To do:
**a.** Decide whether each statement agrees with the post on the buy to let market, answering yes or no and quoting the words of the post that settle it: (i) Last month UK landlords borrowed £1.4 billion to buy 10,500 buy to let properties. (ii) The average buy to let mortgage last month was lower than a year earlier. (iii) In the same month of 2014, 8,300 properties were bought with a buy to let mortgage.
**b.** In the entries, swap "pest-scouting log" for "field survey log" in the stretch from the line containing "hilltop in this photo as pixel coordinates." through the end of the entries. Give only that stretch, with nothing else changed.

Extract provided:

* * *

Wednesday, 25 November 2015

The Buy to Let market continues to grow!

The Council of Mortgage Lenders (CML) latest snapshot of the buy to let mortgage market shows us that buy to let landlords haven’t been put off by the Chancellors announcements on the way buy to let properties are taxed.

Last month, the CML stated £1.4 billion was borrowed by UK landlords to purchase 10,500 buy to let properties, up 26.5% from the same month in 2014, when only 8,300 properties were bought with a buy to let mortgage. Go back two years and the number of buy to let mortgages used for purchasing (again not re-mortgaging) is 36.4% higher! Even more interesting has been the fact that the average amount borrowed has risen as well. The average buy to let mortgage last month was £133,330, up from £128,480 a year ago.

In Aylesbury, I am speaking to more and more landlords, be they seasoned professional landlords or first time landlords, as they read reports that the Aylesbury rental market is doing well, with rents and property values rising.  Interestingly, one landlord recently asked how much he should be paying per square foot (more of that in a second).

* * *

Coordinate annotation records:
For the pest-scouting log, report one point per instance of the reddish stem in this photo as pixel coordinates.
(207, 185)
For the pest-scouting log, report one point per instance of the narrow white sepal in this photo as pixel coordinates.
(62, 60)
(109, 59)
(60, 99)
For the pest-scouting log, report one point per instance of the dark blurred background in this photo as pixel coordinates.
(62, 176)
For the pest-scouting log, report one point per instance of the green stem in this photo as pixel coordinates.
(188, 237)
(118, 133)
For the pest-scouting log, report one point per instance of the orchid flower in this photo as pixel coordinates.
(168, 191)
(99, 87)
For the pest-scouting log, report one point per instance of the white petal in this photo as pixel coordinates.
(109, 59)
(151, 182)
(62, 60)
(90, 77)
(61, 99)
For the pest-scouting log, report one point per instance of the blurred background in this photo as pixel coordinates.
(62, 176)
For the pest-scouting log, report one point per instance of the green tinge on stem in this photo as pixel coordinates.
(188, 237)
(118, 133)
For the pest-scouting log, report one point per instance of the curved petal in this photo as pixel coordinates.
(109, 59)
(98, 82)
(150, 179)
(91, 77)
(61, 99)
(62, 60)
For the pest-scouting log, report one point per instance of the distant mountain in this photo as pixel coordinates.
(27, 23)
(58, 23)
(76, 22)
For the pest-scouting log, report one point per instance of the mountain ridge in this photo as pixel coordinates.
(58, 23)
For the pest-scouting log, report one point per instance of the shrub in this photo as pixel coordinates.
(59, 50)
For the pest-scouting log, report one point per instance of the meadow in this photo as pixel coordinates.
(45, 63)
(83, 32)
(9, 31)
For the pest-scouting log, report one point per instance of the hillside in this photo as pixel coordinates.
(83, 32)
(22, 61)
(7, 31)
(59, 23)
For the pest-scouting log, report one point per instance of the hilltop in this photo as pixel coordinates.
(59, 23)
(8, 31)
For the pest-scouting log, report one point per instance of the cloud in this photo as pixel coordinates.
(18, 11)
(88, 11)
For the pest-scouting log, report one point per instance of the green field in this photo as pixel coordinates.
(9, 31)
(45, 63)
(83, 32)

* * *

Expected responses:
**a.**
(i) Yes: "£1.4 billion was borrowed by UK landlords to purchase 10,500 buy to let properties"
(ii) No: "The average buy to let mortgage last month was £133,330, up from £128,480 a year ago."
(iii) Yes: "when only 8,300 properties were bought with a buy to let mortgage"

**b.**
For the field survey log, report one point per instance of the hilltop in this photo as pixel coordinates.
(59, 23)
(8, 31)
For the field survey log, report one point per instance of the cloud in this photo as pixel coordinates.
(18, 11)
(88, 11)
For the field survey log, report one point per instance of the green field in this photo as pixel coordinates.
(9, 31)
(45, 63)
(83, 32)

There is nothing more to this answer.